[Supplied material start]
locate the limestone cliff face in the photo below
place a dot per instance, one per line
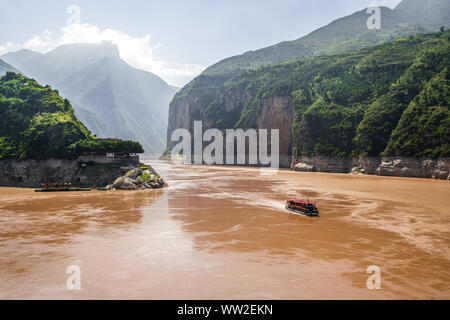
(381, 166)
(237, 108)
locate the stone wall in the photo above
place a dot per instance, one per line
(92, 171)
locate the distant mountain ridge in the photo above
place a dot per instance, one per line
(313, 82)
(349, 33)
(109, 96)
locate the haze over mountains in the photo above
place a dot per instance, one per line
(6, 67)
(264, 89)
(347, 34)
(110, 97)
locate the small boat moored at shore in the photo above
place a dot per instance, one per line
(304, 207)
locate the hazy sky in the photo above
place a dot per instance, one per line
(175, 39)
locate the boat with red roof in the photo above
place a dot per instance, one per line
(305, 207)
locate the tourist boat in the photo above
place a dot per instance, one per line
[Supplied material end]
## [Goal]
Convert all the rows above into a numbered list, skipping any blank lines. Leave the picture out of your answer.

## [Problem solution]
1. locate the limestone cliff face in the photo below
2. place a dot per instance, one per line
3. (381, 166)
4. (237, 108)
5. locate the stone wall in the photo above
6. place a dot per instance, one per line
7. (92, 171)
8. locate the distant mountain ridge in the photo above
9. place a dot per instance, one per line
10. (313, 82)
11. (349, 33)
12. (109, 96)
13. locate the haze over mountains in the photo above
14. place a dot per instance, one per line
15. (6, 67)
16. (264, 89)
17. (347, 34)
18. (110, 97)
19. locate the small boat moored at shore in the photo above
20. place a dot per instance, one per line
21. (304, 207)
22. locate the hazy sky in the photo above
23. place a dot per instance, one per line
24. (175, 39)
25. locate the boat with red roof in the photo above
26. place a dot per instance, one per line
27. (305, 207)
28. locate the tourist boat in the photo above
29. place a dot per instance, one per line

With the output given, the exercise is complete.